Take the line that has "If you could tag each instance of the broad" and all the lines that come after it in the records, and write them out again exactly. Add no other line.

(Data supplied)

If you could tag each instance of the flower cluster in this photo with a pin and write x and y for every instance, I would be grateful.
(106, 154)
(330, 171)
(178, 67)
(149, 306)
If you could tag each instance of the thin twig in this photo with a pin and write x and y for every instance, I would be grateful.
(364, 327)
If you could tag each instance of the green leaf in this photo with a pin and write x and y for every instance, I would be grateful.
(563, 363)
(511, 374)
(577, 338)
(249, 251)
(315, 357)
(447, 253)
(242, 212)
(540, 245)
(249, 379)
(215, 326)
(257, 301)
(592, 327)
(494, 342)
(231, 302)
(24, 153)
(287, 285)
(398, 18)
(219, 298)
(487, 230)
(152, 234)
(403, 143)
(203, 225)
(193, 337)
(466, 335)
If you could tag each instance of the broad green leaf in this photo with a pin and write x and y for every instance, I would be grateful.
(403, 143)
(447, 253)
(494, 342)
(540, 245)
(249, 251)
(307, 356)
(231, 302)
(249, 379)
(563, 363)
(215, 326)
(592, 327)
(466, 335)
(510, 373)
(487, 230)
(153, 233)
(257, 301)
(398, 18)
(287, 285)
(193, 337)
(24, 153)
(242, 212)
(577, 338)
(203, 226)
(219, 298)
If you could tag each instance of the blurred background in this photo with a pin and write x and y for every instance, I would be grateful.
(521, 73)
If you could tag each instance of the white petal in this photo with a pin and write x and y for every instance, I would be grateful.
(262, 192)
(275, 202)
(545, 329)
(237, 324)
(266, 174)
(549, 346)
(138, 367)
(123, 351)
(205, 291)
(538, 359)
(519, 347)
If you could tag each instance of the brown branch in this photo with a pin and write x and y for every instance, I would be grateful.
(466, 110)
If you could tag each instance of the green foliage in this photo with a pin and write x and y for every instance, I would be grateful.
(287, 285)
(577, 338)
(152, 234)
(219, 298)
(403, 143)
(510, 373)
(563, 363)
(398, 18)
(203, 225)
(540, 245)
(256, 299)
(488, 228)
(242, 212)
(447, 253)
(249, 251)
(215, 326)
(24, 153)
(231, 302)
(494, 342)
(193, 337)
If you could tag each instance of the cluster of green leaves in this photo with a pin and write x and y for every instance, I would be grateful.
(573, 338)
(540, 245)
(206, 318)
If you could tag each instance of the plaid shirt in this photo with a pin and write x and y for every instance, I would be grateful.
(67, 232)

(End Data supplied)

Task solution =>
If you could tag each instance of the broad green leaf in this photo with a pin and write x and y for every instance, I would be grateful.
(403, 143)
(447, 253)
(494, 342)
(540, 245)
(249, 251)
(307, 356)
(231, 302)
(249, 379)
(563, 363)
(215, 326)
(592, 327)
(466, 335)
(510, 373)
(487, 230)
(153, 233)
(257, 301)
(398, 18)
(287, 285)
(193, 337)
(24, 153)
(242, 212)
(577, 338)
(203, 226)
(219, 298)
If you could tag each instance of the blurred background in this photo with a pin and write x and y for every instance, I would be grateful.
(521, 73)
If you could tag each instance of the white petal in this photo with a pin and write x and y for every instance, I would be grateful.
(262, 192)
(275, 202)
(545, 329)
(237, 324)
(266, 174)
(549, 346)
(138, 367)
(123, 351)
(205, 291)
(538, 359)
(519, 347)
If you could tag each instance of the brown branch in this photo with a pin and write x and y for every instance, I would be grateful.
(466, 110)
If you could tag each instance of the green foliage in this photo with a pin and write x and y for every instance, I would be grateful.
(287, 285)
(577, 338)
(152, 234)
(219, 298)
(403, 143)
(510, 373)
(563, 363)
(398, 18)
(203, 225)
(540, 245)
(256, 299)
(488, 228)
(242, 212)
(447, 253)
(249, 251)
(215, 326)
(24, 153)
(231, 302)
(494, 342)
(193, 337)
If you could tag each instance of the cluster of green leaves in this photo with a pin and write x and y for every instance, I would be grateful.
(573, 338)
(540, 245)
(206, 318)
If you could tag each instance of the plaid shirt in this photo with a pin and write x and y for every instance, I would be grateful.
(67, 232)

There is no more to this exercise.